Requirements: Rescale the data from the line containing "Task: If you could tag each instance of the truck door" up to and including the line containing "<point>141,184</point>", and output only those lines, requests included. Multiply every point coordinate in the answers by 1.55 and round to whole numbers, with halves rounding up.

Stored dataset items
····················
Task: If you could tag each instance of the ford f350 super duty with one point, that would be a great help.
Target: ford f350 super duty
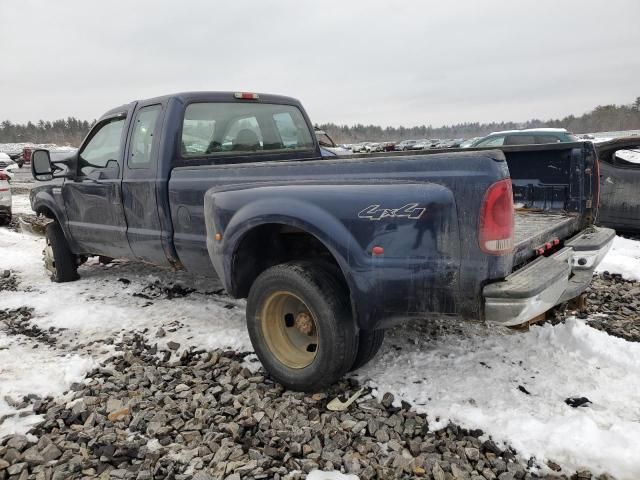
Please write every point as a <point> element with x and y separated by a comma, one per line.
<point>331,251</point>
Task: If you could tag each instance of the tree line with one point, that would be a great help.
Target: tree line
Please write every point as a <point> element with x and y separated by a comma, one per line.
<point>68,131</point>
<point>603,118</point>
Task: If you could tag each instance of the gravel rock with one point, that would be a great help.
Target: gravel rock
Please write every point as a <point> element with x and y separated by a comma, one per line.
<point>205,416</point>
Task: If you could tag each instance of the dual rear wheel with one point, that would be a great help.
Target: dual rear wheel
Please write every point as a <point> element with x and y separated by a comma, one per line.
<point>301,327</point>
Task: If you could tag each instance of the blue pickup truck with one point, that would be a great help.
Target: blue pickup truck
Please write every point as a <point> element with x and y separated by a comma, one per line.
<point>328,252</point>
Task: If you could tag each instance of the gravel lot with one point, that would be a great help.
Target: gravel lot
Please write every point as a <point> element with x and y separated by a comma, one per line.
<point>153,406</point>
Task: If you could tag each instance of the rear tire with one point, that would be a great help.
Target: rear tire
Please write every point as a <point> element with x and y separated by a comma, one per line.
<point>300,324</point>
<point>61,264</point>
<point>369,342</point>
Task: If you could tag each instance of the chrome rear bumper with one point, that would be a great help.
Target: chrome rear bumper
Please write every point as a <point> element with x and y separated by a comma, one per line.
<point>547,281</point>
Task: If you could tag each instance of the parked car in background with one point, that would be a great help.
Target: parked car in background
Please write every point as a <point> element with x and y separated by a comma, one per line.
<point>529,136</point>
<point>450,143</point>
<point>5,199</point>
<point>373,147</point>
<point>328,147</point>
<point>5,161</point>
<point>404,145</point>
<point>25,158</point>
<point>421,144</point>
<point>620,184</point>
<point>468,142</point>
<point>358,147</point>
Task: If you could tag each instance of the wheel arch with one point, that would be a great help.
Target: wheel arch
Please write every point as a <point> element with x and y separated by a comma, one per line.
<point>272,243</point>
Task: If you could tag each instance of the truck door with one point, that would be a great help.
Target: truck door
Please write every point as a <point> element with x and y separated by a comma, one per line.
<point>93,199</point>
<point>141,184</point>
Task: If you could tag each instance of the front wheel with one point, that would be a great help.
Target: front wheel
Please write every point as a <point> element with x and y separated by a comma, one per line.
<point>300,325</point>
<point>59,261</point>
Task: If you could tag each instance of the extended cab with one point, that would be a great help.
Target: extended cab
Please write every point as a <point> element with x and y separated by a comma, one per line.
<point>329,252</point>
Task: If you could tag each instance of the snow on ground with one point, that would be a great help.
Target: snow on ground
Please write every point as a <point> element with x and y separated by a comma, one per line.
<point>623,258</point>
<point>20,205</point>
<point>473,378</point>
<point>96,308</point>
<point>461,372</point>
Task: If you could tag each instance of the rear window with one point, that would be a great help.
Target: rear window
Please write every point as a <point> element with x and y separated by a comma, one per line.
<point>547,139</point>
<point>519,140</point>
<point>497,141</point>
<point>219,129</point>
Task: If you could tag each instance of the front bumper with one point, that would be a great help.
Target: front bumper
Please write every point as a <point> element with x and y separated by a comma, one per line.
<point>547,281</point>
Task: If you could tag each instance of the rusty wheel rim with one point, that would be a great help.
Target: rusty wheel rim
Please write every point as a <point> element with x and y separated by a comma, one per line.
<point>289,329</point>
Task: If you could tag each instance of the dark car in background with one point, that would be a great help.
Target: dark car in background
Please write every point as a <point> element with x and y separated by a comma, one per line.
<point>530,136</point>
<point>405,145</point>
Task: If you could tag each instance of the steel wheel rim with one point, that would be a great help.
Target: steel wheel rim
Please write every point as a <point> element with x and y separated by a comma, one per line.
<point>290,330</point>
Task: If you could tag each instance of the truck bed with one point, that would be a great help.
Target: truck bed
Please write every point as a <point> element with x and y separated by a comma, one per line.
<point>534,228</point>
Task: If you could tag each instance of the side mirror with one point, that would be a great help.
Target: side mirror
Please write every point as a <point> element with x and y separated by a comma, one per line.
<point>41,168</point>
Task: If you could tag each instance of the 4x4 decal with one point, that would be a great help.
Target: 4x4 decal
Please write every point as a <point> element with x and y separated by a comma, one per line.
<point>410,210</point>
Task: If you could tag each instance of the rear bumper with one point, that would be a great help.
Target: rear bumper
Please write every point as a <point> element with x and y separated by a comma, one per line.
<point>547,281</point>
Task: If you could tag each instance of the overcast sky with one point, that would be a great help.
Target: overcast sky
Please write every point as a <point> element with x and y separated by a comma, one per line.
<point>380,62</point>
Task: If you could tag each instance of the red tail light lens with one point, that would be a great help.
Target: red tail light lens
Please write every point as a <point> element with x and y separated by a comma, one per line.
<point>246,96</point>
<point>497,219</point>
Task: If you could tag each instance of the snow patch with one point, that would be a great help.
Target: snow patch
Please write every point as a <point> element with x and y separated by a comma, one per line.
<point>474,379</point>
<point>623,258</point>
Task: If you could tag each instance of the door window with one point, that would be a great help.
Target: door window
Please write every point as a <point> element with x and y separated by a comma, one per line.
<point>144,127</point>
<point>104,148</point>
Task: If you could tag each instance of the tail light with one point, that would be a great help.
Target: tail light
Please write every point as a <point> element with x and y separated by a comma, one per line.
<point>596,182</point>
<point>246,96</point>
<point>4,178</point>
<point>497,219</point>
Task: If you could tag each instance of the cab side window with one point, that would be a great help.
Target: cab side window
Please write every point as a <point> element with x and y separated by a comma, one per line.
<point>144,126</point>
<point>104,148</point>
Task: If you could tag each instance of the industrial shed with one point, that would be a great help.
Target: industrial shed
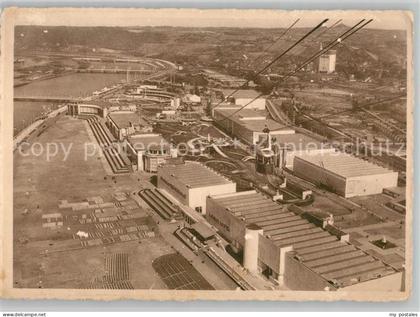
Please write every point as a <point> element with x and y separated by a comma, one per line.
<point>248,124</point>
<point>292,250</point>
<point>190,183</point>
<point>344,174</point>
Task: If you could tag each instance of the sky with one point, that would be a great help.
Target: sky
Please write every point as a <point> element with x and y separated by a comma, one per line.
<point>208,18</point>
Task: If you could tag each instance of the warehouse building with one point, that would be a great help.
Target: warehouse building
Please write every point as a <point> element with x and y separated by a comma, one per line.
<point>284,147</point>
<point>247,124</point>
<point>344,174</point>
<point>77,109</point>
<point>125,123</point>
<point>248,98</point>
<point>190,183</point>
<point>291,249</point>
<point>149,150</point>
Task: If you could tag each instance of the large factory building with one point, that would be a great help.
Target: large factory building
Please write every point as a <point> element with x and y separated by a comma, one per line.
<point>291,249</point>
<point>190,183</point>
<point>344,174</point>
<point>247,124</point>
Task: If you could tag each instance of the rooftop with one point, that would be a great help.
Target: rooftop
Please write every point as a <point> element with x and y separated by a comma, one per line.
<point>316,248</point>
<point>241,93</point>
<point>194,174</point>
<point>147,141</point>
<point>253,120</point>
<point>343,164</point>
<point>124,119</point>
<point>299,141</point>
····················
Task response:
Task: If you could tag each instance of the truck door with one point, that would be a great help.
Target: truck door
Please write every point as a <point> element with x and y separated by a comma, one per line.
<point>144,308</point>
<point>219,285</point>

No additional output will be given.